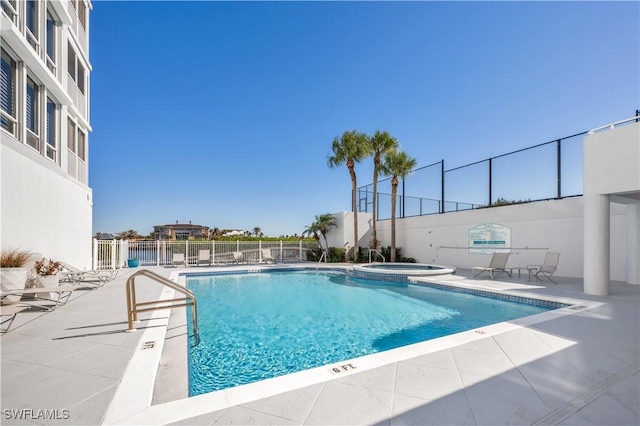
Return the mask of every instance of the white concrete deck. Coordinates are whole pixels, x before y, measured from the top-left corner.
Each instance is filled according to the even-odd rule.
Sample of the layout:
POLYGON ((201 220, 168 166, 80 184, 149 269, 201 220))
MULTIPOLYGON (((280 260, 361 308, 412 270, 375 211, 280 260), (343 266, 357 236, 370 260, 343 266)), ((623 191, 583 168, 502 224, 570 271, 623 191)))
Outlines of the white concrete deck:
MULTIPOLYGON (((150 269, 164 276, 175 271, 150 269)), ((18 314, 0 338, 2 424, 104 422, 143 335, 123 332, 124 286, 133 272, 125 269, 101 289, 79 291, 53 312, 18 314)), ((306 386, 300 382, 267 398, 244 395, 241 403, 219 408, 199 396, 151 406, 121 423, 640 424, 640 286, 613 283, 611 296, 592 297, 575 279, 539 286, 524 277, 468 276, 459 271, 451 281, 580 299, 594 307, 528 325, 483 327, 437 350, 418 344, 410 356, 388 355, 388 363, 306 386)), ((145 279, 138 289, 139 301, 163 290, 145 279)), ((167 328, 147 321, 137 327, 146 325, 167 328)))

◆ ◆ ◆ ◆ ◆ ◆ ◆

Problem requirements:
Count how many lines in the material above hold the word "instance", then write the number and nothing more.

Finished exercise:
2